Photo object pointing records
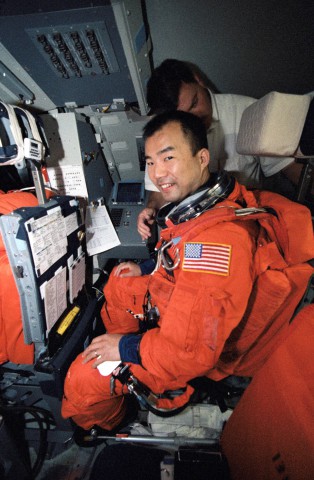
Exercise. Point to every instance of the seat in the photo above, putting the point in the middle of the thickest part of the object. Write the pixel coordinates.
(59, 312)
(281, 125)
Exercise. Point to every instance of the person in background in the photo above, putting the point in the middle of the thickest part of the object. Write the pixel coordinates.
(178, 85)
(172, 326)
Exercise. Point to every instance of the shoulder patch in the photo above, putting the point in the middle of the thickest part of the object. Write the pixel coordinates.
(207, 258)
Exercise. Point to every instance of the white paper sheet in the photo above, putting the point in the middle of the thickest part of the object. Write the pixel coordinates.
(100, 232)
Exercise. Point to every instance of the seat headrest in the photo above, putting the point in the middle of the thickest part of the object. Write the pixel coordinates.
(273, 125)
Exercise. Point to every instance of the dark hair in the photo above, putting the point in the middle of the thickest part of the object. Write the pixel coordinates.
(164, 85)
(192, 127)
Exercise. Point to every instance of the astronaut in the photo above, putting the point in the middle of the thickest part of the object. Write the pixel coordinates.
(172, 326)
(175, 84)
(16, 125)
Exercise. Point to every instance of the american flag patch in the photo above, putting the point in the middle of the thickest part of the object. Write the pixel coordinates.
(207, 258)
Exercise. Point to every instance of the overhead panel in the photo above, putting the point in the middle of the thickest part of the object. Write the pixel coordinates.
(75, 56)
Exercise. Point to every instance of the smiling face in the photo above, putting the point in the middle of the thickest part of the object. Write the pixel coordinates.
(171, 165)
(194, 98)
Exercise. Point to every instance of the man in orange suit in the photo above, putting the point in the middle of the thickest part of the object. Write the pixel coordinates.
(173, 325)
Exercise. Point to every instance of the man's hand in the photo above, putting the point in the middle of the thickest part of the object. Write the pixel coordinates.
(127, 269)
(144, 221)
(102, 348)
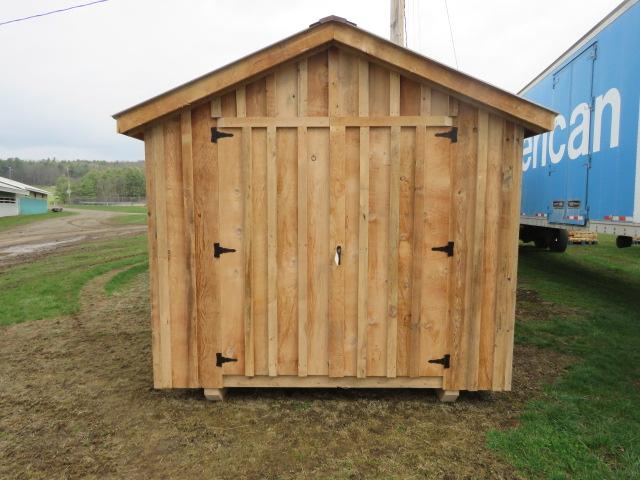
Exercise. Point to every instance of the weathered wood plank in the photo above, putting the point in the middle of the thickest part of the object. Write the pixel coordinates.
(247, 234)
(152, 232)
(287, 250)
(463, 177)
(272, 250)
(378, 251)
(259, 253)
(416, 358)
(318, 242)
(393, 243)
(190, 247)
(318, 85)
(477, 252)
(350, 253)
(164, 300)
(303, 308)
(337, 238)
(287, 91)
(490, 260)
(232, 265)
(294, 122)
(303, 87)
(363, 253)
(205, 169)
(435, 265)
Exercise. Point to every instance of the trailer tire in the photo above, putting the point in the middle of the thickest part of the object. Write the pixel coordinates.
(624, 241)
(559, 241)
(541, 242)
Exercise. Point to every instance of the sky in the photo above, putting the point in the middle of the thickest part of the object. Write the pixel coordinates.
(63, 76)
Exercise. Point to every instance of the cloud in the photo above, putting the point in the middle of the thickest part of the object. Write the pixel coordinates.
(64, 75)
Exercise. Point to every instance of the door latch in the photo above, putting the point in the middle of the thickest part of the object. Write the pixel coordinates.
(220, 359)
(444, 361)
(219, 250)
(448, 249)
(216, 134)
(451, 134)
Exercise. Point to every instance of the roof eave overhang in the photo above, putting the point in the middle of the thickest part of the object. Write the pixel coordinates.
(534, 118)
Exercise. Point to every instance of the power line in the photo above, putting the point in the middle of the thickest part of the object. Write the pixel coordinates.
(51, 12)
(453, 44)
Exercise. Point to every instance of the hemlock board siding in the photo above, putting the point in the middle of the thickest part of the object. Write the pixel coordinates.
(333, 152)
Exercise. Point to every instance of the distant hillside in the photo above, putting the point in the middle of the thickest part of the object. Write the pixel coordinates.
(87, 180)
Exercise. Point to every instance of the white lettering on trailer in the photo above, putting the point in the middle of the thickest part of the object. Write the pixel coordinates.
(578, 142)
(580, 131)
(611, 98)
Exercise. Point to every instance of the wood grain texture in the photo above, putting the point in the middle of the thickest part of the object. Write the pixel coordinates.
(272, 250)
(378, 251)
(350, 255)
(190, 247)
(205, 171)
(232, 265)
(152, 237)
(405, 247)
(491, 254)
(436, 218)
(164, 299)
(393, 240)
(416, 357)
(317, 250)
(463, 176)
(337, 237)
(259, 253)
(247, 234)
(363, 254)
(287, 250)
(303, 306)
(318, 84)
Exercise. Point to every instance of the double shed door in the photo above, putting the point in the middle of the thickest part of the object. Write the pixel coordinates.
(332, 227)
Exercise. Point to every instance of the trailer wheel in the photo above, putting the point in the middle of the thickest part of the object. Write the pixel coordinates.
(624, 242)
(541, 242)
(559, 241)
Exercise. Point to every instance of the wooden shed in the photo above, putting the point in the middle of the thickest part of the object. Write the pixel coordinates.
(333, 211)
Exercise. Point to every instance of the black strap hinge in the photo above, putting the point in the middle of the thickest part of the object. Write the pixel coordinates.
(448, 249)
(219, 250)
(444, 361)
(216, 134)
(220, 360)
(451, 134)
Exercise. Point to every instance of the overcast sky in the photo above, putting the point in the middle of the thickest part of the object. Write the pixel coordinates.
(64, 75)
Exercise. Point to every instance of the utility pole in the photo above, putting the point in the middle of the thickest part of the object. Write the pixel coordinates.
(397, 23)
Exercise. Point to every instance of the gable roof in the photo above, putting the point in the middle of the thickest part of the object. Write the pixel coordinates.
(337, 31)
(19, 187)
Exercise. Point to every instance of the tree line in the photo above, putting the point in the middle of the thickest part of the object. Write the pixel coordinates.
(80, 180)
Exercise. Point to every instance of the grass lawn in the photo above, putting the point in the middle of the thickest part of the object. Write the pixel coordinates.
(111, 208)
(130, 219)
(587, 424)
(79, 400)
(10, 222)
(50, 287)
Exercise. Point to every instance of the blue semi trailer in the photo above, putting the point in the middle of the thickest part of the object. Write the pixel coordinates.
(585, 174)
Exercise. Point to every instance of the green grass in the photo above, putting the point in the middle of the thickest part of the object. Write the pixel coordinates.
(130, 219)
(10, 222)
(50, 287)
(111, 208)
(587, 424)
(123, 278)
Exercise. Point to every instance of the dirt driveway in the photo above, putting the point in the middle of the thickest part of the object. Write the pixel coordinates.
(21, 243)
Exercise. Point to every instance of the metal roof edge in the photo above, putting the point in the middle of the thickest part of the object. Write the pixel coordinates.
(583, 41)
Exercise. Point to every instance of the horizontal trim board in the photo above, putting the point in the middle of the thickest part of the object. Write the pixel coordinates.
(328, 382)
(294, 122)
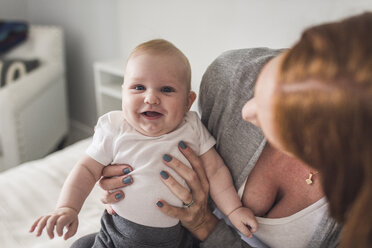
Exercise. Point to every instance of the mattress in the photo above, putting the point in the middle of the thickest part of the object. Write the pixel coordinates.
(32, 189)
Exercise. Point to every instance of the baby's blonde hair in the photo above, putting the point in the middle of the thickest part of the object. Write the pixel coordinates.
(166, 48)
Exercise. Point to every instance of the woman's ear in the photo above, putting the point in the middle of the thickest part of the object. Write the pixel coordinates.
(190, 99)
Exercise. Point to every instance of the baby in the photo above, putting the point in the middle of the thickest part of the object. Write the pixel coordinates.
(155, 116)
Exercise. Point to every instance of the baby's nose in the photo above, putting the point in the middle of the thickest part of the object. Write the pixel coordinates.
(152, 98)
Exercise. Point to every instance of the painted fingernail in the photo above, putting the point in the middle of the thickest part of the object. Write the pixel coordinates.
(167, 158)
(127, 180)
(126, 171)
(164, 174)
(182, 145)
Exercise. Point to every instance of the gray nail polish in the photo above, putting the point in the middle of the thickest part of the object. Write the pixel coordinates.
(167, 158)
(127, 180)
(164, 174)
(126, 171)
(182, 145)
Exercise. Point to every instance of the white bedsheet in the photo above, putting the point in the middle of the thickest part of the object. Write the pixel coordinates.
(32, 189)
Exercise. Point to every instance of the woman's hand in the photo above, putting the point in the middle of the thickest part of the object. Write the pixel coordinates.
(196, 217)
(113, 177)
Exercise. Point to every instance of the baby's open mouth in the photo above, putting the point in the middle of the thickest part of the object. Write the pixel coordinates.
(151, 114)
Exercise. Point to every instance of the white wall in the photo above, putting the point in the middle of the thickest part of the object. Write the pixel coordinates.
(203, 29)
(90, 34)
(13, 10)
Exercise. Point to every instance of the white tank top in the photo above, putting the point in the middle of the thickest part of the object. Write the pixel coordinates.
(293, 231)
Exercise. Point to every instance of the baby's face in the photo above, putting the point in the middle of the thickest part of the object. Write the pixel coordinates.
(155, 93)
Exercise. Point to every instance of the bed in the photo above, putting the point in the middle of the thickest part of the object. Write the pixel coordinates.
(43, 179)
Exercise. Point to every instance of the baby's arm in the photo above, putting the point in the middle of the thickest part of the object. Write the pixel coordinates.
(75, 190)
(224, 194)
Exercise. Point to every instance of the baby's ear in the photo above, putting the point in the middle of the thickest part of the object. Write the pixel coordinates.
(190, 99)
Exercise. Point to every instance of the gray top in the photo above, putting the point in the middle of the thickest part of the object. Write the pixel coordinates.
(226, 86)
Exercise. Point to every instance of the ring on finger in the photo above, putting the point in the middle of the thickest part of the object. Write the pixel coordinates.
(187, 205)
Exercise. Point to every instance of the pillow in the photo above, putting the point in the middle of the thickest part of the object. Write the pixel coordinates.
(12, 33)
(12, 69)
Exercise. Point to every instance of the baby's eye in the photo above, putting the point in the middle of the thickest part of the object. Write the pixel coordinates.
(167, 89)
(140, 87)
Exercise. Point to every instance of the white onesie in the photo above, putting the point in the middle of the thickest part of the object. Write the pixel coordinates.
(117, 142)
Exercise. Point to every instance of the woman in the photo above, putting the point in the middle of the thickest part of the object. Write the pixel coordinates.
(300, 104)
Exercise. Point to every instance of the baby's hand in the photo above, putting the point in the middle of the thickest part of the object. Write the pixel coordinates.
(60, 218)
(243, 219)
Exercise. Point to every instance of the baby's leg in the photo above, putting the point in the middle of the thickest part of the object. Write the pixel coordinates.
(117, 232)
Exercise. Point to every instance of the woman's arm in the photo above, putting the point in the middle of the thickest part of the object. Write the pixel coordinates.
(198, 218)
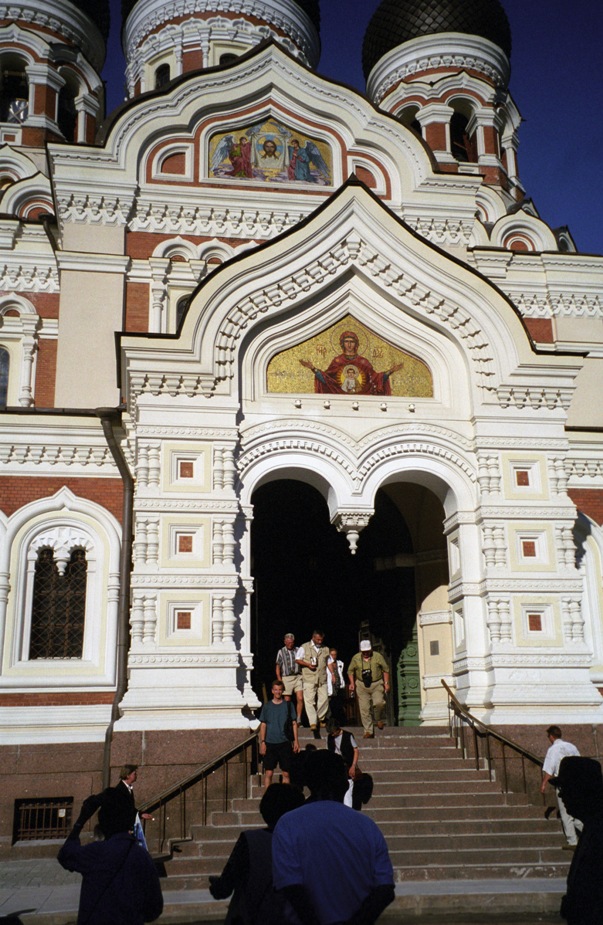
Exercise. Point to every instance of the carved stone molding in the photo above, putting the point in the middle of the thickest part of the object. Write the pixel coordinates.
(352, 250)
(222, 660)
(93, 210)
(196, 504)
(419, 450)
(537, 397)
(26, 454)
(198, 580)
(351, 523)
(216, 222)
(198, 434)
(537, 305)
(21, 276)
(293, 444)
(528, 513)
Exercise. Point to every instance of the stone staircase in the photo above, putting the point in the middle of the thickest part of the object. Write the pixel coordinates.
(443, 820)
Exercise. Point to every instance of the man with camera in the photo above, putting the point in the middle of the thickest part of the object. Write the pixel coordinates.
(369, 679)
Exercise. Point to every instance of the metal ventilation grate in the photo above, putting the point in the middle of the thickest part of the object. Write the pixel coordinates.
(42, 818)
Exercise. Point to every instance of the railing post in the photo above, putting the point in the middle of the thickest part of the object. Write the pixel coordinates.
(225, 788)
(505, 778)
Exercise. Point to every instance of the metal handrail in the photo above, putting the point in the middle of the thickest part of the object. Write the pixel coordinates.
(160, 804)
(460, 719)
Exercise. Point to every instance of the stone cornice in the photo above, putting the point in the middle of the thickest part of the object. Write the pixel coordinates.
(284, 15)
(441, 51)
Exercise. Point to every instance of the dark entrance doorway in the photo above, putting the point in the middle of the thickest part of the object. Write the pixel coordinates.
(305, 577)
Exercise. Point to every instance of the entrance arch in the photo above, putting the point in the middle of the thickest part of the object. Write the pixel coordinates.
(395, 585)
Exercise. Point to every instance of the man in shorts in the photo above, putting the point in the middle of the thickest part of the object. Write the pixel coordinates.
(289, 672)
(276, 748)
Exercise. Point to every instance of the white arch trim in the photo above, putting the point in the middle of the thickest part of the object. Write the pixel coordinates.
(62, 521)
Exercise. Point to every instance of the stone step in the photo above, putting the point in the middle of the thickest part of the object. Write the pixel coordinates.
(248, 814)
(444, 819)
(432, 848)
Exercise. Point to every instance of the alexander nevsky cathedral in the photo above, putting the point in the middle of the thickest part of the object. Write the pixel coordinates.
(276, 355)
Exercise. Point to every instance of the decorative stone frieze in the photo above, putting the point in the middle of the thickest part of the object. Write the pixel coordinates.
(23, 275)
(538, 397)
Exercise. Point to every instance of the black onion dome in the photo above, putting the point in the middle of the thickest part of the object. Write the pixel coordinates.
(397, 21)
(98, 12)
(312, 10)
(310, 7)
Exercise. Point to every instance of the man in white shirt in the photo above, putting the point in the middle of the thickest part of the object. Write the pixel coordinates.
(313, 657)
(558, 750)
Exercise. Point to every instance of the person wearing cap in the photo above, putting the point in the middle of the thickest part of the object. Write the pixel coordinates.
(580, 785)
(289, 672)
(558, 750)
(369, 679)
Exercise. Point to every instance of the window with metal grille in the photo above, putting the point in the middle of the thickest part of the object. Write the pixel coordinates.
(4, 366)
(42, 818)
(59, 606)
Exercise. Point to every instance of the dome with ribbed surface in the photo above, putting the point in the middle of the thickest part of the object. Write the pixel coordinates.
(398, 21)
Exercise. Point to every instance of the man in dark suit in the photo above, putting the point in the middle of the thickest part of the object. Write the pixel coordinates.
(116, 807)
(580, 784)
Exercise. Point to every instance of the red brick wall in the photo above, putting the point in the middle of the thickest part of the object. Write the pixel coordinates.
(540, 329)
(46, 371)
(137, 307)
(192, 60)
(589, 501)
(18, 491)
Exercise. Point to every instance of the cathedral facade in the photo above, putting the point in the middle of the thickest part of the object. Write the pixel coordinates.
(276, 354)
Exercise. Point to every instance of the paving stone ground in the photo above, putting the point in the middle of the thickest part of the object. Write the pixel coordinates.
(40, 892)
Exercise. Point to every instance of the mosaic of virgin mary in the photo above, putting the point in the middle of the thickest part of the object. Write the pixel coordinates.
(350, 372)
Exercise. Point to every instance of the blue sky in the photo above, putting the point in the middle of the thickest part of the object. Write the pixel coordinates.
(556, 82)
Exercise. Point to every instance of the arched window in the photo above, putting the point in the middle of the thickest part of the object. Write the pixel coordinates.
(181, 308)
(14, 91)
(462, 145)
(408, 117)
(4, 365)
(58, 605)
(162, 76)
(67, 113)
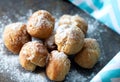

## Short problem
Gather each line in the records above that contains the word "board", and copy those lines in full.

## Finished answer
Exercise. Point to every instance of the hemlock board siding in the photo above, putting the point in the middle of the thickest part of the object. Write the pixel coordinates.
Exercise. Point to every instance of the horizontal trim board in the photo above, putting the point in the middle of the thickest part of the object. Write the pixel coordinates.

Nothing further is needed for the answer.